§ What to work on:
1. In the book review, about how long ago did humans and apes separate?
2. Continue the book review from where it stops.

___ Text under study

Sun, Sep 07, 2003 - Page 19 News List

Another theory on the evolution of man, according to man

Women needed iron because they menstruate and got men to bring them meat by offering sexual favors, says the author

By Meredith Small  /  NY TIMES NEWS SERVICE

Sex, Time and Power: How Women's Sexuality Changed the Course of Human Evolution

By Leonard Shlain
420 pages
Viking

Humans and apes separated about 6 million years ago, and ever since then humans have been careering down an evolutionary path all their own. Lucky for us, bits of bones dropped along the way became fossilized, and these remains tell much about the physical evolution of the creatures that eventually became modern humans.

Harder to follow is the path of our behavior. No one really knows what early humans acted like, who they interacted with or what kind of social groups they preferred, and so the lifestyle of our ancient ancestors is only a guess. This part of our history is so up for grabs that there is lots of room for speculation by polymaths curious enough to read the mountain of anthropological literature and piece together a credible story of human behavioral evolution.

And why not? Anthropology has a long tradition of letting others look at the data. Authors like Robert Ardrey, Elaine Morgan, Carl Sagan and Jared Diamond, among many others, have all attempted to figure out where we came from and how we did it. Because no one could possibly be right -- we have no film from the Pleistocene and no written records of our ancient past to confirm or refute anything anyone says -- each account has merit and is worthy of discussion.

______
___ Supplied data

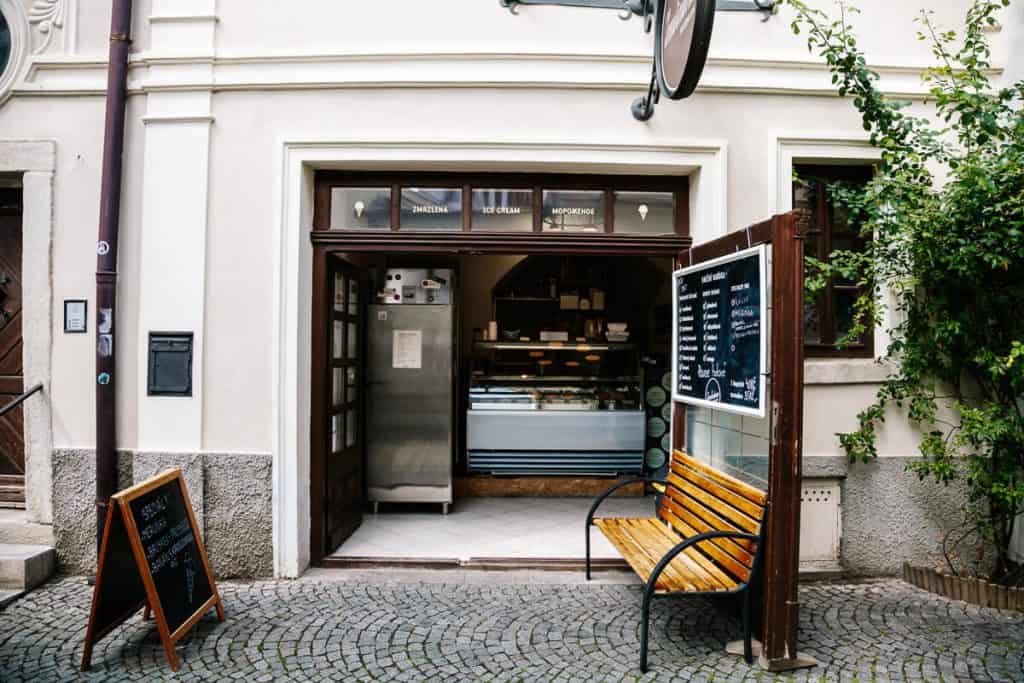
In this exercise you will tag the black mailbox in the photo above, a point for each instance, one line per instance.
(170, 364)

______

§ Responses by item number:
1. About 6 million years ago.

2.
Leonard Shlain, a surgeon, is the latest to jump in with Sex, Time and Power, in which he makes a case for concentrating on women and their need for the mineral iron as the key to understanding our past. Women need high stores of iron, Shlain says, because they menstruate every month, become pregnant and nurse. In our evolutionary past the best way to restore depleted iron was to eat meat. But women were probably not hunters, and so they must have manipulated men with sexual favors to bring home a blood-soaked dinner. This manipulative move, Shlain suggests, then set into motion just about every aspect of human behavior.

The reproductive biology of women supposedly supports his account: Menstruation, with a blood loss excessive compared with that of other mammals, makes women crave meat. Women have also lost the usual advertisement of fertility -- heat -- and are always open to sex. Men, who have high levels of testosterone, which increases their sex drive, are then lured into hunting and sharing meat by the promise of continuous sex from these menstruating, sexy women. The trade is meat for sex and everyone wins as genes are passed down by the iron-rich women who produce healthy, intelligent babies.

The female lust for meat, Shlain suggests, is responsible for the evolution of much of human behavior, including intimate relations between men and women, foresight and puzzle solving, complex social interactions, different psychological moods between men and women, and any number of human traits that we now see in the best and worst of us.

Shlain's account is supported by endless references to every human biological and behavioral feature that has ever been written about; he certainly has an exhaustive reading list. But everything he suggests, except for the specific detail of a need for iron, has been said before, which gives his account an old-fashioned feel.

Meat for sex? We've been hearing about this since the 1960s. Men like sex and woman just want to make babies? Hasn't this been a party line since the 1950s? Even Shlain's enthusiasm for women as the prime movers of humanity (but thanks for thinking of us) comes off as dated given that female anthropologists like Sarah Blaffer Hrdy, Helen Fisher, Alison Jolly and many others have been writing about this for years.